- _EXTRACT TO READ_:
↓

The picture featured on the front page of the Shropshire Star under the headline Ghost Town and was quickly picked up by news organisations around the world.
The ghostly image divided experts with some saying the picture was genuine and others saying it was a fake.
Mr O'Rahilly insisted he never saw the ghostly figure – said to be that of 14-year-old Jane Churm, who accidentally started a disastrous fire in Wem in 1677 – when he took the picture and only noticed it once it was developed.
The famous picture was hotly debated until 2010 when the mystery was apparently solved by a Shropshire Star reader who spotted a similarity between the girl in the photograph and the image of a girl printed on a postcard that appeared one our nostalgia pages.
The girl in the postcard, which dates from 1922, so closely resembled the Wem Town Hall ghost that the mystery now appears to have been solved, although nobody could ever put the claims to Mr O'Rahilly who died before the new information emerged.
Last night's screening was fittingly held at Wem Town Hall, the scene of the fire which kick-started the ghost story.
In recent years the ghost even had her own Facebook page where she made gloomy predictions about the end of the world.
Besides Ghost Girl, which was made by the budding film-makers, aged 12 to 17, the audience were treated to a first showing of other films. They included King of Wenlock, a pair of documentaries about Shropshire's links to the Olympic Games, and On Our Doorstep – a film lifting the lid on village life in Penley, near Ellesmere, made by children aged five to nine.

↑

- _PROBLEMS TO WORK ON_:
[A] In the passage about the Wem Town Hall ghost, find every film title mentioned and list them.
[B] Using the passage about the Wem Town Hall ghost, answer each question on its own line:
(i) In what year did the disastrous fire in Wem happen?
(ii) What year does the postcard date from?
(iii) How old were the film-makers who made Ghost Girl?
[C] Write a continuation of the passage about the Wem Town Hall ghost, starting right after its final sentence.
The lines that come after the passage have no part in this work.

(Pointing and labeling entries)
↓

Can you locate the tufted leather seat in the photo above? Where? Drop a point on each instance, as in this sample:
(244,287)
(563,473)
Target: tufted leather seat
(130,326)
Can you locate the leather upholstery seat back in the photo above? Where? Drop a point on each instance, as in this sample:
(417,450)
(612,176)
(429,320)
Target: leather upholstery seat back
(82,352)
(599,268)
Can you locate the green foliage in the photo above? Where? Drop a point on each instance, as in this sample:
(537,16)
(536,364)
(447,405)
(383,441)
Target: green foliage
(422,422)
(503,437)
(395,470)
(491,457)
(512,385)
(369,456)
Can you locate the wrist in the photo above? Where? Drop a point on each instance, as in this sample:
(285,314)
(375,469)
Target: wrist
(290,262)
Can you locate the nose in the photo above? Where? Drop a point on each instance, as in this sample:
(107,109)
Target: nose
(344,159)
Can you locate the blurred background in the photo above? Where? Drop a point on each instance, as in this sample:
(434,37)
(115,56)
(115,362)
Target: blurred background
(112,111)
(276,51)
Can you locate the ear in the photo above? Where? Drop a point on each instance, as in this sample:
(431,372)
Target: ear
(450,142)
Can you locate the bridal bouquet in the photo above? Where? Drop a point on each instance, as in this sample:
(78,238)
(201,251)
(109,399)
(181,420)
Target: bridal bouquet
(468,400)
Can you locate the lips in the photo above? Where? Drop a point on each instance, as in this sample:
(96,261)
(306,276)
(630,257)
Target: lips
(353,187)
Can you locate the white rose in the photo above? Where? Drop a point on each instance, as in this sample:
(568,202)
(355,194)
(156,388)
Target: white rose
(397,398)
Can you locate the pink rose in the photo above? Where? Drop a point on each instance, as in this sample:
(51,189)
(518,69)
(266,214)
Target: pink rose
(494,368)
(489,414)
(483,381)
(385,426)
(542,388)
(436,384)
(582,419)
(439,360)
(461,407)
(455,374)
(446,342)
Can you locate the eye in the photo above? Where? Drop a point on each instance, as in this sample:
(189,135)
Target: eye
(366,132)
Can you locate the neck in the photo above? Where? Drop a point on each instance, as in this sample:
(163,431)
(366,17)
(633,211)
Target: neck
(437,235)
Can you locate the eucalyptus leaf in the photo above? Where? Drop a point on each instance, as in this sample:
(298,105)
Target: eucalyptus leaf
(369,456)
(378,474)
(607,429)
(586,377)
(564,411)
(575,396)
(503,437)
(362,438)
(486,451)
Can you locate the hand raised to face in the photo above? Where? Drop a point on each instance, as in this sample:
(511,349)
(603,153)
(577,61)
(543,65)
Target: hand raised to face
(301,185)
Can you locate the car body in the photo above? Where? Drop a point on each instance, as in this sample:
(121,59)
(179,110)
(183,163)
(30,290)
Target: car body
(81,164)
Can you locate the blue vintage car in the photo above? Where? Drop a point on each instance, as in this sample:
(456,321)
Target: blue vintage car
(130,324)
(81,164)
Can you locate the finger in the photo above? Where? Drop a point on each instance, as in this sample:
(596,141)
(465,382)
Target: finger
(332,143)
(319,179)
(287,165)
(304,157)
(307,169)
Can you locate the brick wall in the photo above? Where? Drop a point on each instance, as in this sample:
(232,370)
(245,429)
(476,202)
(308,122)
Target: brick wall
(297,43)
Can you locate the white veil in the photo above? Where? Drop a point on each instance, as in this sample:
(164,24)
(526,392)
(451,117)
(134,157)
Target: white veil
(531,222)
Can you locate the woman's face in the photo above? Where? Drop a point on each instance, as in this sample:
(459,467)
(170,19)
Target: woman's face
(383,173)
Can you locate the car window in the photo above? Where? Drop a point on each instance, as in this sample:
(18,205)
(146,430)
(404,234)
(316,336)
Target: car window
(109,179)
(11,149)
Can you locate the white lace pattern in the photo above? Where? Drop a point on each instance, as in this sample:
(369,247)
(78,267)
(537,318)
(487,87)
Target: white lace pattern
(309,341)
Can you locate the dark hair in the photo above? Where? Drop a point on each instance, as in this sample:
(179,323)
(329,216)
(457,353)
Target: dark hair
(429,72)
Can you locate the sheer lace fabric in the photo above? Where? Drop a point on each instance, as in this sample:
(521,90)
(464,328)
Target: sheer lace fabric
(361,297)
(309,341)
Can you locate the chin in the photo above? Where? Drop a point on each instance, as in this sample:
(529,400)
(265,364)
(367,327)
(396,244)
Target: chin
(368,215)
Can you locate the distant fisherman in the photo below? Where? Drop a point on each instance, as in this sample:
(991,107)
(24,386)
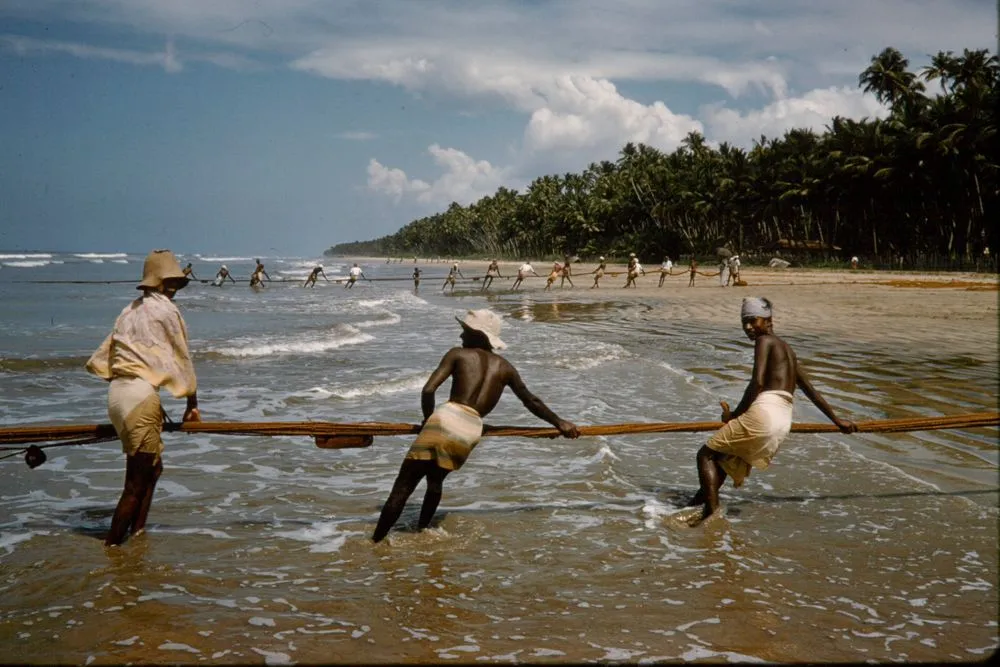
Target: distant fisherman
(760,423)
(353,276)
(146,350)
(599,272)
(260,271)
(567,272)
(221,276)
(450,432)
(555,273)
(314,275)
(522,273)
(634,267)
(450,280)
(666,268)
(492,271)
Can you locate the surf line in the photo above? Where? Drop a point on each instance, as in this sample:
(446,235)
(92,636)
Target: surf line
(333,435)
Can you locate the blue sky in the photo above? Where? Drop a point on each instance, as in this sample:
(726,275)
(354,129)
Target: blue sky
(284,126)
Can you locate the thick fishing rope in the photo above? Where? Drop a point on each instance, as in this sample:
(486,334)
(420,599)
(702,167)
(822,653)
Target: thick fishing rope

↑

- _RESULTS IN ORDER_:
[A] Ghost Girl, King of Wenlock, On Our Doorstep

[B]
(i) 1677
(ii) 1922
(iii) 12 to 17

[C]
The premiere was attended by about 200 people involved in making the films and invited guests. Children from Thomas Adams School in Wem, Sir John Talbot's Technology College, Whitchurch, and Madras Primary School, Penley, helped produce the films. Rose Manley from Wem Town Hall, which has bounced back as a community arts centre, cinema and venue since the fire, heaped praise on the children and young people who made the films.
She said: "Unusually, each film has used creative techniques including animation and the use of archive films and photos, and the resulting films are quirky and entertaining. It was a brilliant night and the audience really enjoyed seeing it on a big screen.
"Everyone was just amazed by the quality and if Jane Churm was watching then I hope she was pleased with it."
Jazmin Hudson-Owen, 15, who worked on the Ghost Girl film said: "I'm happy that I was given the opportunity to learn new skills and techniques. It has really opened my eyes to the bigger and better things to come. I'd love to continue when I'm older."
The productions were made possible thanks to First Light Movies funding and the support of the specialist Thomas Adams School's Community Media Arts Team, Wem Town Hall and professional artists and filmmakers including Al Smith and Spencer Whalen. They will have a public screening on March 2 at 7pm and visitors will have the opportunity to see a programme of other First Light-funded documentary films from across the country.